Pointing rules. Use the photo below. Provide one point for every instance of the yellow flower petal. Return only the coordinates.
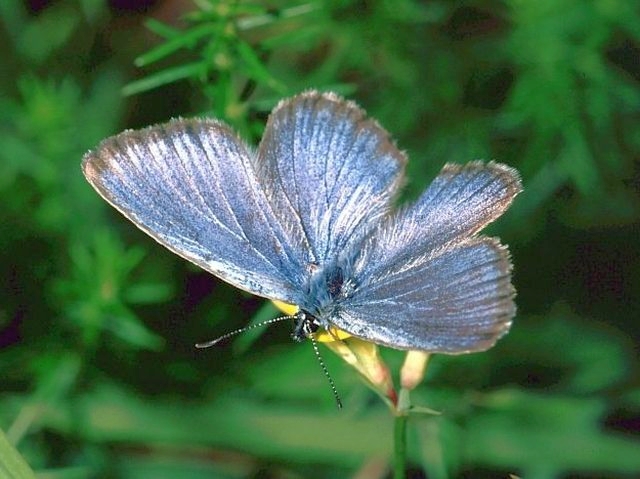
(324, 336)
(413, 369)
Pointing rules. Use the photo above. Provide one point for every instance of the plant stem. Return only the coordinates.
(400, 446)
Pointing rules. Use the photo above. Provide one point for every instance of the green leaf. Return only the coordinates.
(255, 69)
(12, 465)
(164, 77)
(186, 39)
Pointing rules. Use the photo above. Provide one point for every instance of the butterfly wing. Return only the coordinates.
(423, 283)
(190, 184)
(328, 169)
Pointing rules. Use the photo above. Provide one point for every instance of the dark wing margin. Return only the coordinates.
(456, 299)
(190, 185)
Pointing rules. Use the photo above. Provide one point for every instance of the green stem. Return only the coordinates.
(400, 446)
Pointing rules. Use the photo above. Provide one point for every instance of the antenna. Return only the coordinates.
(213, 342)
(307, 328)
(316, 350)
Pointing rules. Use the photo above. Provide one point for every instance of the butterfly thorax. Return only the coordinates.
(327, 288)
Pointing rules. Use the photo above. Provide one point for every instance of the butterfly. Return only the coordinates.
(309, 218)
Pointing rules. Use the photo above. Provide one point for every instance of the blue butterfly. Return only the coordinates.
(308, 219)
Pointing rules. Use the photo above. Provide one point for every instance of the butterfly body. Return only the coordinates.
(308, 219)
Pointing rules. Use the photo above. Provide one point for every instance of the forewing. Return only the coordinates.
(190, 185)
(461, 201)
(329, 170)
(456, 299)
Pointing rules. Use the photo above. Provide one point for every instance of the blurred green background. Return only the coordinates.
(98, 373)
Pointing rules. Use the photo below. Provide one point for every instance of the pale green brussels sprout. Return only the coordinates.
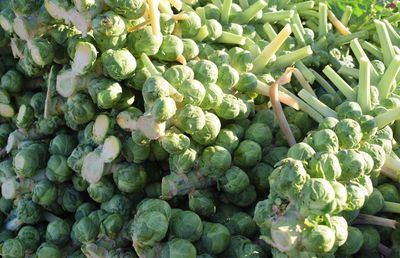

++++++++

» Try it
With pictures excluded, the lines running from the one containing "thorax. Return only the coordinates." through the last line of the records above are to be restated exactly and in full.

» Expected answer
Pointing rules. Use the photo above. Provide one point for every instance of the butterfly thorax. Return only the coordinates.
(327, 288)
Pointing rules. Use the photo above. Provide one point for every instance of the butterfly. Return only the coordinates.
(309, 218)
Pointing rules. Use the photo above. Provide one point for every instance of the blue butterfly. Return only the coordinates.
(308, 219)
Pointing rules. Use the photo above. Provide one point for every instance of the butterfly body. Return only the coordinates.
(308, 219)
Pointing rules. Use the photo above. Provide one point for every instance of the forewing. Return only the coordinates.
(190, 185)
(461, 201)
(329, 170)
(456, 299)
Pointing rules. Use the photo above. Provide one point for every instance of the blurred green background. Return only the coordinates.
(98, 373)
Pointing rules. Use the photo below. Provide one point for every instance of the pale green brussels sprout. Return only the coordinates.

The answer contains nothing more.